* [Problem set]:
a) From the passage on the amœba and the ovum, list every function the amœba is said to accomplish.
b) Answer these from the passage on the amœba and the ovum, each on its own line:
(i) Can amœbæ be seen with the naked eye?
(ii) What did earlier scientists take the mobile ova of sponges to be?
(iii) By what process is the multicellular organism formed from the fertilised ova of polyps and medusæ?
c) Write the next part of the passage on the amœba and the ovum, starting after its final sentence.

Hence, although the amœba is nothing but a simple cell, it is evidently able to accomplish all the functions of the multicellular organism. It moves, feels, nourishes itself, and reproduces. Some kinds of these amœbæ can be seen with the naked eye, but most of them are microscopically small. It is for the following reasons that we regard the amœbæ as the unicellular organisms which have special phylogenetic (or evolutionary) relations to the ovum. In many of the lower animals the ovum retains its original naked form until fertilisation, develops no membranes, and is then often indistinguishable from the ordinary amœba. Like the amœbæ, these naked ova may thrust out processes, and move about as travelling cells. In the sponges these mobile ova move about freely in the maternal body like independent amœbæ (Fig. 17). They had been observed by earlier scientists, but described as foreign bodies—namely, parasitic amœbæ, living parasitically on the body of the sponge. Later, however, it was discovered that they were not parasites, but the ova of the sponge. We also find this remarkable phenomenon among other animals, such as the graceful, bell-shaped zoophytes, which we call polyps and medusæ. Their ova remain naked cells, which thrust out amœboid projections, nourish themselves, and move about. When they have been fertilised, the multicellular organism is formed from them by repeated segmentation.

* [Material shown]:
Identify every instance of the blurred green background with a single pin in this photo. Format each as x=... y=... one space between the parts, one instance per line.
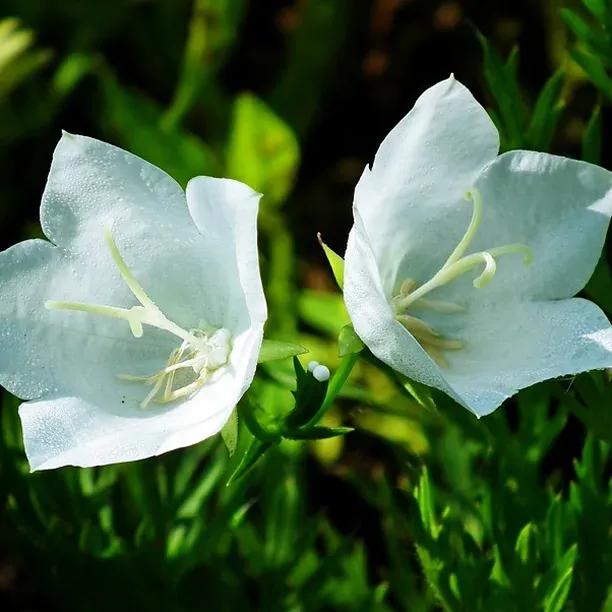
x=422 y=507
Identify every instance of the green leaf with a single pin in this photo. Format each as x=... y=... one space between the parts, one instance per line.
x=309 y=396
x=271 y=350
x=254 y=452
x=591 y=140
x=212 y=32
x=597 y=8
x=316 y=433
x=263 y=151
x=547 y=113
x=594 y=69
x=501 y=79
x=349 y=342
x=323 y=310
x=525 y=546
x=229 y=433
x=555 y=601
x=335 y=261
x=424 y=497
x=135 y=121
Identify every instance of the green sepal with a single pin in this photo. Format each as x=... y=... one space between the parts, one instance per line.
x=349 y=342
x=309 y=396
x=335 y=261
x=316 y=433
x=246 y=412
x=271 y=350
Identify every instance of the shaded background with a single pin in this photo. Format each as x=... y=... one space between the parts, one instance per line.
x=331 y=525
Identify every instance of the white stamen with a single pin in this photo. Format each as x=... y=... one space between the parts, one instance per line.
x=412 y=296
x=201 y=352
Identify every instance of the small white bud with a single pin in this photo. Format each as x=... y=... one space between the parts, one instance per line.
x=321 y=373
x=312 y=365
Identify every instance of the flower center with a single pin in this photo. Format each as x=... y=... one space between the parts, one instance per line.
x=188 y=367
x=411 y=295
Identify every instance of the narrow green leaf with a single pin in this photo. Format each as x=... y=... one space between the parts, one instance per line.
x=424 y=496
x=591 y=138
x=254 y=452
x=501 y=79
x=335 y=261
x=349 y=342
x=309 y=396
x=597 y=8
x=594 y=69
x=246 y=412
x=547 y=113
x=229 y=433
x=525 y=546
x=555 y=601
x=263 y=151
x=316 y=433
x=271 y=350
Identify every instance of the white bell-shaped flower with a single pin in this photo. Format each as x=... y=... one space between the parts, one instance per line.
x=136 y=328
x=461 y=263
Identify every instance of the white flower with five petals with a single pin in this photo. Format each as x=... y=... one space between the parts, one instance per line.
x=136 y=329
x=461 y=264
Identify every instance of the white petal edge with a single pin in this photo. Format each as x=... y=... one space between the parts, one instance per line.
x=412 y=200
x=373 y=319
x=511 y=345
x=74 y=431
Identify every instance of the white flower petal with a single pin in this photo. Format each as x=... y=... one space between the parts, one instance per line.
x=559 y=207
x=373 y=319
x=510 y=346
x=72 y=431
x=69 y=361
x=225 y=212
x=93 y=185
x=411 y=200
x=48 y=352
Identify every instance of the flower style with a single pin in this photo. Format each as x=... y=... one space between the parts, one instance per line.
x=461 y=263
x=136 y=329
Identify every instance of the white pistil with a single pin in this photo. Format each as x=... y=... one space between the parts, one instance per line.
x=457 y=264
x=201 y=352
x=412 y=296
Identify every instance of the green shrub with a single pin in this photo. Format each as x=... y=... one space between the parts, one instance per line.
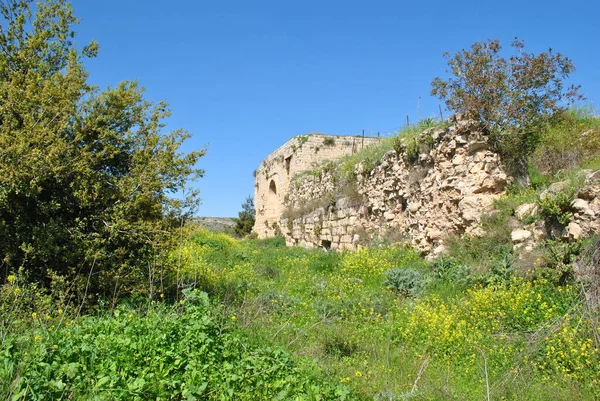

* [Responses in order]:
a) It moves, it feels, it nourishes itself, and it reproduces.

b)
(i) Some kinds can, but most are microscopically small.
(ii) Foreign bodies: parasitic amœbæ living on the body of the sponge.
(iii) By repeated segmentation.

c)
It is, therefore, no audacious hypothesis, but a perfectly sound conclusion, to regard the amœba as the particular unicellular organism which offers us an approximate illustration of the ancient common unicellular ancestor of all the metazoa, or multicellular animals. The simple naked amœba has a less definite and more original character than any other cell. Moreover, there is the fact that recent research has discovered such amœba-like cells everywhere in the mature body of the multicellular animals. They are found, for instance, in the human blood, side by side with the red corpuscles, as colourless blood-cells; and it is the same with all the vertebrates. They are also found in many of the invertebrates—for instance, in the blood of the snail. I showed, in 1859, that these colourless blood-cells can, like the independent amœbæ, take up solid particles, or “eat” (whence they are called phagocytes = “eating-cells,” Fig. 19). Lately, it has been discovered that many different cells may, if they have room enough, execute the same movements, creeping about and eating. They behave just like amœbæ (Fig. 12). It has also been shown that these “travelling-cells,” or planocytes, play an important part in man’s physiology and pathology (as means of transport for food, infectious matter, bacteria, etc.).
The power of the naked cell to execute these characteristic amœba-like movements comes from the contractility (or automatic mobility) of its protoplasm. This seems to be a universal property of young cells. When they are not enclosed by a firm membrane, or confined in a “cellular prison,” they can always accomplish these amœboid movements. This is true of the naked ova as well as of any other naked cells, of the “travelling-cells,” of various kinds in connective tissue, lymph-cells, mucus-cells, etc.
Fig. 18—Ovum of a sponge (Olynthus). The ovum creeps about in a body of the sponge by thrusting out ever-changing processes. It is indistinguishable from the common amœba.)
We have now, by our study of the ovum and the comparison of it with the amœba, provided a perfectly sound and most valuable foundation for both the embryology and the evolution of man. We have learned that the human ovum is a simple cell, that this ovum is not materially different from that of other mammals, and that we may infer from it the existence of a primitive unicellular ancestral form, with a substantial resemblance to the amœba.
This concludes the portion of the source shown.